■ CONSIGNA DE TRABAJO A
Transcribe el fragmento sobre la pandemia desde "Es hora de grandes" hasta "el propio virus.", este último incluido.
■ CONSIGNA DE TRABAJO B
Prosigue el texto sobre la pandemia y la política española a partir de su última oración.

====== FRAGMENTO DEL TEXTO ======

Apenas asumido que había una pandemia, con sus víctimas mortales habidas y por llegar, el debate principal fue si había que apostar por la salud o por la actividad económica, si no era asumible un determinado número de muertos, los que fueran y de donde fueran, para no parar la forma de vivir que teníamos. Aunque algunos de sus errores nos hubieran traído hasta aquí. Fue el Departamento de Trabajo del Estado norteamericano de Ohio, presidido por un republicano, quien ya en la fase de retomar la actividad dio una orden taxativa: las empresas deben denunciar a los trabajadores que no quieran reincorporarse a sus puestos de trabajo. La negativa implicará de entrada que no puedan acogerse a ningún beneficio por desempleo. Era la versión neoliberal de «la bolsa o la vida». La que había latido todo el tiempo desde que se avistó la envergadura de la pandemia. La economía o la salud. Los científicos creen que por esa razón se retrasaron medidas de contención en Europa. Había que elegir entre los costos de la enfermedad, incluida la mortandad, y el colapso social, dijeron.
Es hora de grandes decisiones, en estado precario, para marcar la salida más airosa. Con las fuerzas que se oponen y las que empujan. El futuro será distinto, pero todavía no se ve en qué forma. Algunas pistas son tan inquietantes como el propio virus.
«La normalidad era el problema», dice una pancarta aireada en anteriores protestas, pero sus beneficiarios quieren seguir llevando las riendas. Ya están en ello. En España, ferozmente y sin tregua. Con mayor incidencia en nuestro país que en la mayoría de Europa. Cada vez más radicalizados, impregnados de ultraderecha, consecuencia de errores anteriores no resueltos. Nuestro país va a vivir por esta causa un doble ataque vírico: el del coronavirus y el de una oposición depredadora. Una pesada mochila con la que cargamos desde hace décadas, muchas décadas. El poderoso grupo conservador que aúna política, economía, medios, togas y sotanas y que se despliega en diferentes funciones y tonos. Hay un incesante movimiento para desbaratar al menos la coalición. Un golpe con diferentes grados de comillas.

====== DATOS DE ORIGEN ======

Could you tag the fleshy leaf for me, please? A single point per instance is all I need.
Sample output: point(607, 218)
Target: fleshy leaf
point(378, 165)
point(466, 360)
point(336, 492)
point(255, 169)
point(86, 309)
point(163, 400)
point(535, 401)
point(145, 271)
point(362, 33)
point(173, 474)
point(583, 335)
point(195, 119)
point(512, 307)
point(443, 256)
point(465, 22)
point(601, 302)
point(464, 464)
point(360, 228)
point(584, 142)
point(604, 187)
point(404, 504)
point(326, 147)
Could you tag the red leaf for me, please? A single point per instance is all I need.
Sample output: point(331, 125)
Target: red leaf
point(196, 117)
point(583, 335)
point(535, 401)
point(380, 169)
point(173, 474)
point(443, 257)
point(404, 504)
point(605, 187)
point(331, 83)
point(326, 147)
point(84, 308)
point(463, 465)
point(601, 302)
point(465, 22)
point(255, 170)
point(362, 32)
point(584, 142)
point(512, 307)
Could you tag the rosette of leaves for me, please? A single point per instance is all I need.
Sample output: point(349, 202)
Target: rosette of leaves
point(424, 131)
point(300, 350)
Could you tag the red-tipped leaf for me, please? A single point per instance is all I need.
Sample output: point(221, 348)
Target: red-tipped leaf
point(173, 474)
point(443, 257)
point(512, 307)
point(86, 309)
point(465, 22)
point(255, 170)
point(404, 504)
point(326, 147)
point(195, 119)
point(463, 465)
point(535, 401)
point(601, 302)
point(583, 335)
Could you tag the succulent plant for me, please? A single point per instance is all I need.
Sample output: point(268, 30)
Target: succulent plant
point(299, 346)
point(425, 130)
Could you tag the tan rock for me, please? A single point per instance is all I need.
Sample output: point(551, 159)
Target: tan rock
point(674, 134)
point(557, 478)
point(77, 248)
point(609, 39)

======

■ ESPACIO DE RESPUESTA A
Es hora de grandes decisiones, en estado precario, para marcar la salida más airosa. Con las fuerzas que se oponen y las que empujan. El futuro será distinto, pero todavía no se ve en qué forma. Algunas pistas son tan inquietantes como el propio virus.

■ ESPACIO DE RESPUESTA B
En España, los emplastos nunca resueltos han emergido todos en su máximo esplendor. Y, al tiempo, algunos de los problemas que se estaban resolviendo, como la lucha contra el machismo y la violencia de género, han caído bajo un manto de silencio.
Vivimos uno de los momentos más críticos de la historia, de la nuestra, de nuestra generación. Cada paso que demos hoy, en una dirección u otra, marca un camino que tardará en revertirse. «Nos enfrentamos a elegir entre vigilancia totalitaria y empoderamiento ciudadano», escribía Yuval Harari, el acreditado autor de Sapiens. Iría más allá: nos enfrentamos a elegir entre un capitalismo de corte fascistoide y un Estado social más justo. Y, además, en un tablero mundial que lucha ahora mismo por diferentes hegemonías. Venía de atrás. Una historia que fuimos contando los periodistas conforme sucedían los hechos y que precisa una visión de conjunto más amplia y reposada como puede ser el análisis de un libro.
Una historia humana también, llena de emociones, silencios y gritos. De planteamientos vitales. Han cambiado costumbres, prioridades. Hemos descubierto de cuántas cosas que parecían indispensables podíamos prescindir. Hasta concluir, la mayoría, que de lo único que no podía privarse era de los abrazos, del roce de las manos y los labios. Del afecto y la colaboración.
Hay algo prácticamente seguro: nada volverá a ser lo mismo. O peor o mejor. Seguir igual sería en sí una regresión.